### Labeled area outline entries

════

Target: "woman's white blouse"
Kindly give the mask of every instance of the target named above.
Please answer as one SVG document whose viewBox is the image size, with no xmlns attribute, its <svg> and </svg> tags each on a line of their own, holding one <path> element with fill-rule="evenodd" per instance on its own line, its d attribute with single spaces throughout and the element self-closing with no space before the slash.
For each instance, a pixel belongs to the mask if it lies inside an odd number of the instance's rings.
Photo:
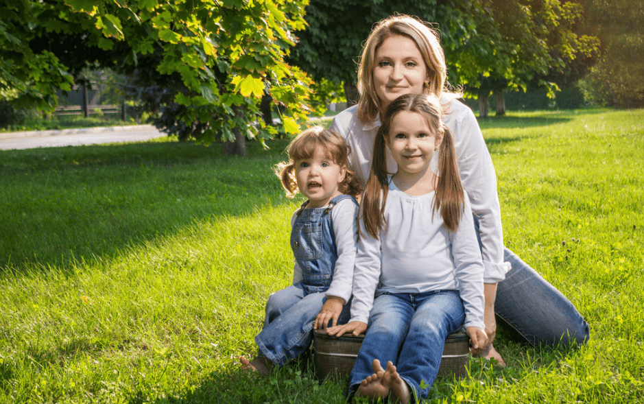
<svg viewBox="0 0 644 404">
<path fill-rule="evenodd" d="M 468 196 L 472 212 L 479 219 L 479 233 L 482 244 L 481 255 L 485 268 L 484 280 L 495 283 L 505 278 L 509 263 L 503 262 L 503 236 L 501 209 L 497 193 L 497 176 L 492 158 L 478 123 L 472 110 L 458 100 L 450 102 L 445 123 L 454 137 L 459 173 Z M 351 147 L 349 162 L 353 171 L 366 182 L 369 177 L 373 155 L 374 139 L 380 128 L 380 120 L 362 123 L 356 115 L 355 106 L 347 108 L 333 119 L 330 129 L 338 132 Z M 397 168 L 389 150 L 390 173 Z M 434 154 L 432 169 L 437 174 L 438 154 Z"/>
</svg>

════

### Exercise prompt
Please quote the listing above line for line, leaving out the pictures.

### Completed task
Target: "woman's white blouse"
Kindly give the mask of every instance of the target named above.
Please answer as one SVG document whose viewBox is the image size, with no xmlns attribute, its <svg> and </svg> tags each on a line of their own, holding one <path> element with fill-rule="evenodd" per instance on its own line, its d attribute with single spaces throughout and the element self-closing with no space before the slash.
For each instance, a pixel belongs to the mask if it lies inside an odd number of the instance's rings.
Photo:
<svg viewBox="0 0 644 404">
<path fill-rule="evenodd" d="M 468 196 L 472 212 L 479 219 L 479 233 L 482 244 L 481 255 L 485 268 L 484 280 L 495 283 L 505 278 L 509 263 L 503 262 L 503 236 L 501 209 L 497 193 L 497 176 L 492 158 L 478 123 L 472 110 L 458 100 L 450 102 L 445 123 L 454 137 L 459 173 Z M 351 147 L 349 162 L 353 171 L 366 182 L 369 177 L 373 155 L 374 139 L 380 128 L 380 120 L 362 123 L 356 115 L 355 106 L 347 108 L 333 119 L 330 129 L 338 132 Z M 397 168 L 389 150 L 390 173 Z M 434 154 L 432 169 L 437 174 L 438 154 Z"/>
</svg>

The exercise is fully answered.